§ Task statement
Set out every line of the records below as a numbered list, leaving out any blank lines.

§ Records provided
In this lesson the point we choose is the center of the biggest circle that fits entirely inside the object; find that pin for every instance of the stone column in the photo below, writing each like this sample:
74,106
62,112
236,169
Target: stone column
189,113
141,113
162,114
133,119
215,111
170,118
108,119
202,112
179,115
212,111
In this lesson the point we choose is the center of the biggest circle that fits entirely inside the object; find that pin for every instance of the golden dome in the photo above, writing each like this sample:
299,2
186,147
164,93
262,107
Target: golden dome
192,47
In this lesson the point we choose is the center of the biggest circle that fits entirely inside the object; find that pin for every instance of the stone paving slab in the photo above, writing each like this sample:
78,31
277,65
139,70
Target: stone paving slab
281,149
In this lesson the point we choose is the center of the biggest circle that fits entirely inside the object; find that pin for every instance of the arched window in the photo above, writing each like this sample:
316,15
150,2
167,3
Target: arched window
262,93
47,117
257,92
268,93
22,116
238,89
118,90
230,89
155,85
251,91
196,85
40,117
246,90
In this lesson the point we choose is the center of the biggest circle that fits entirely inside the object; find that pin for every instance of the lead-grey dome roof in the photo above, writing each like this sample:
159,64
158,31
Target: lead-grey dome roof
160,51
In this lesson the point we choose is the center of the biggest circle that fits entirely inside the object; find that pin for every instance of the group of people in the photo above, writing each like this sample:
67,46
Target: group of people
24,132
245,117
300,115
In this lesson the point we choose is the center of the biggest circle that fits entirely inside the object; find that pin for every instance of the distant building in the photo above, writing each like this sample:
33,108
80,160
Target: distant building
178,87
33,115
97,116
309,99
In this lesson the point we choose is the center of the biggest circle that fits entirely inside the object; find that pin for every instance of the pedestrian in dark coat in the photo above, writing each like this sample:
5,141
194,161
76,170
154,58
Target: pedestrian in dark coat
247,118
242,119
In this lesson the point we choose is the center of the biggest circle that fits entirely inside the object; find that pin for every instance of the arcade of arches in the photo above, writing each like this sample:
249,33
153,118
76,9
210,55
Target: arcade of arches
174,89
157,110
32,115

§ Worked answer
1. In this lesson the point we choose is the center of the biggest circle that fits entirely inside the object; find that pin for every instance of the stone column in the photo below, writing each like this sample:
2. 74,106
3. 62,112
4. 236,169
5. Target: stone column
6. 189,113
7. 141,113
8. 162,114
9. 133,119
10. 215,111
11. 170,118
12. 108,119
13. 202,112
14. 179,115
15. 212,111
16. In this lesson the point we choose is the center of the biggest circle that fits entirely inside the object; find that pin for every instance of the golden dome in the photo above, writing each like this sample:
17. 299,2
18. 186,147
19. 164,93
20. 262,107
21. Target: golden dome
22. 192,47
23. In this lesson the point we choose is the center of the biggest circle that fits entirely inside the object; find that pin for every instance of the stone paving slab in the photo above, writing each like this sample:
24. 78,31
25. 277,65
26. 139,70
27. Target: stone paving slab
28. 281,149
29. In this lesson the point we choose is the center of the biggest circle that fits entirely inside the object; find that pin for every instance of the arched window in the photo above, writing each like this sample:
30. 316,15
31. 150,2
32. 167,3
33. Target: arched window
34. 262,93
35. 47,117
36. 257,92
37. 268,93
38. 22,116
39. 238,89
40. 118,90
41. 230,89
42. 155,85
43. 251,91
44. 196,85
45. 40,117
46. 246,90
47. In this lesson the point we choose is the center of the biggest circle that fits entirely inside the object; find that pin for every instance of the lead-grey dome roof in the photo above, writing each like this sample:
48. 159,64
49. 158,31
50. Target: lead-grey dome roof
51. 160,51
52. In this lesson the point we choose is the center of the biggest circle that fits entirely inside the object; find that pin for every instance of the group of people in the photo above, writing each like this sample:
53. 67,46
54. Target: group of people
55. 24,132
56. 245,117
57. 300,115
58. In this lesson the point we choose is the center of the biggest circle that fits entirely inside the object; find that pin for every instance of the distant building in the photo above, writing each like this sample:
59. 33,108
60. 80,160
61. Target: distant building
62. 178,87
63. 33,115
64. 97,116
65. 309,99
66. In this lesson the point we choose is the center of the biggest circle that fits entirely inside the object; find that pin for every instance of the pedestrian in dark coat in the photo above, writing each like this sample:
67. 5,141
68. 194,161
69. 76,170
70. 154,58
71. Target: pedestrian in dark coat
72. 247,118
73. 242,119
74. In this lesson the point we choose is the center of the biggest circle that fits entirely inside the object; find that pin for every instance of the arcade of arches in the photo above, writing each like this sample:
75. 249,33
76. 153,118
77. 76,9
78. 210,55
79. Target: arcade of arches
80. 174,89
81. 157,110
82. 32,115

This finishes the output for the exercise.